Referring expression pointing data
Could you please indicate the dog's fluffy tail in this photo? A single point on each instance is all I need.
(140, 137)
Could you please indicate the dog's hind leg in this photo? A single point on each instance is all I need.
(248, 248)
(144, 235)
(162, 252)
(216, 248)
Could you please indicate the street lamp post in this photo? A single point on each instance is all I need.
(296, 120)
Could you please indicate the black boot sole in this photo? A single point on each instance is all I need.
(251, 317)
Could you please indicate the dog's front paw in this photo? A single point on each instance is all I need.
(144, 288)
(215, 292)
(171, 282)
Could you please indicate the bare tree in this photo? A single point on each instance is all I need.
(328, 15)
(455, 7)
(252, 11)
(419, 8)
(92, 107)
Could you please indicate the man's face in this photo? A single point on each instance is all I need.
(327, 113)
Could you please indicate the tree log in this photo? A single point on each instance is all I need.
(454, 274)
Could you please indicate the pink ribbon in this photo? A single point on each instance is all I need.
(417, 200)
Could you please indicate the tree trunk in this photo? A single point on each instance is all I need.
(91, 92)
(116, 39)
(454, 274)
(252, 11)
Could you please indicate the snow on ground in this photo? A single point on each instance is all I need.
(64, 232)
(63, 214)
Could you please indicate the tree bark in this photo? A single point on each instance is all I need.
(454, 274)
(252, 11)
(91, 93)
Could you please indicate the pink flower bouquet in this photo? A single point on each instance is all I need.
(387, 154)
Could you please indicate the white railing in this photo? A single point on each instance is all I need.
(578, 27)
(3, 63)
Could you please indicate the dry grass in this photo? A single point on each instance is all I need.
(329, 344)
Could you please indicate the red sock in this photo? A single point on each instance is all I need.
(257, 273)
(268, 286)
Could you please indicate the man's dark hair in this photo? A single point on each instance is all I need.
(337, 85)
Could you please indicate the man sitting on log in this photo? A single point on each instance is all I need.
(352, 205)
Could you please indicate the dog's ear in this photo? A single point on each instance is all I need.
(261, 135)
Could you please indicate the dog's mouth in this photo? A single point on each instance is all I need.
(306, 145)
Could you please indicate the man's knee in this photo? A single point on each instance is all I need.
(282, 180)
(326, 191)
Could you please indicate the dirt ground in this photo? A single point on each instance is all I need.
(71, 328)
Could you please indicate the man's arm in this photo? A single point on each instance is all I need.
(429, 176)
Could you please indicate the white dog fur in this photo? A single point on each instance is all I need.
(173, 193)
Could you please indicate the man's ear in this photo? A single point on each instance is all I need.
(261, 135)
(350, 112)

:: What is being asked ::
Exact copies of all entries are what's needed here.

:: Exercise solution ::
Could you please indicate the dog's fluffy tail in this photo? A single point on each instance is all I need.
(140, 137)
Could you please indicate the dog's hind leg in this photo? A single point on each instance is all I need.
(248, 248)
(144, 235)
(162, 252)
(216, 248)
Could you please indicate the street lamp post in this photo? A single point on each instance is all I need.
(296, 120)
Could you please indicate the black boot sole in this photo? A single point on each instance is all I need.
(251, 317)
Could you please indicate the dog's front paw in this photo? A single point on each instance is all I need.
(144, 288)
(215, 292)
(171, 282)
Could you please indicate the bare tree in this photo? A single point on each instance is all I need.
(328, 15)
(455, 7)
(252, 11)
(419, 8)
(92, 107)
Could you please indicate the man's face in this photo? A single point on each instance is all I need.
(327, 113)
Could you please indicate the tree log in this photo? A single point on each instance is all I need.
(454, 274)
Could you please indicate the pink ribbon in this photo? A single point on each instance is all I need.
(417, 200)
Could you please indicate the tree trunk in this photo? A single point on each instance is all I need.
(91, 92)
(116, 39)
(454, 274)
(252, 11)
Could you please indicate the snow on ground in this photo? A single point on each instance is all I need.
(64, 232)
(63, 214)
Could you please indicate the tree bark in this photo? A single point on each instance is all I need.
(454, 274)
(252, 11)
(91, 93)
Could you please indicate the pink flower bouquet in this photo? A single point on each instance is all I need.
(387, 154)
Could you please indicate the white railing in this photo? A single point on each instance is all I need.
(578, 27)
(3, 63)
Could you please indicate the dry grass in this photo? A single point on each instance is all I need.
(329, 344)
Could you please indicate the red sock in this photo? A single point on each instance is all I need.
(257, 273)
(268, 286)
Could you please indicate the man's dark hair in this photo? A single point on each instance is all I need.
(337, 85)
Could you please indicate the man sitting on log in this photo? A single point on each instance is all I need.
(352, 205)
Could you please indicate the dog's ear in this photo? A single point on each instance is all I need.
(261, 135)
Could you please indicate the dog's mouth in this photo? A single point on each instance is all I need.
(306, 145)
Could you please indicate the man's knee in this photo? A single point on each instance is all I need.
(282, 180)
(326, 191)
Could you please indicate the dirt ground in this photo? A single point on each instance is all I need.
(71, 328)
Could you please indicate the man's arm in this photo? A single point on each instance is all I need.
(429, 176)
Could you please indicate the white dog fur in this photo? A single point on each instance is all I need.
(173, 193)
Could you please indicate the man's ear in this photo? A single point on each instance is all I need.
(261, 135)
(350, 112)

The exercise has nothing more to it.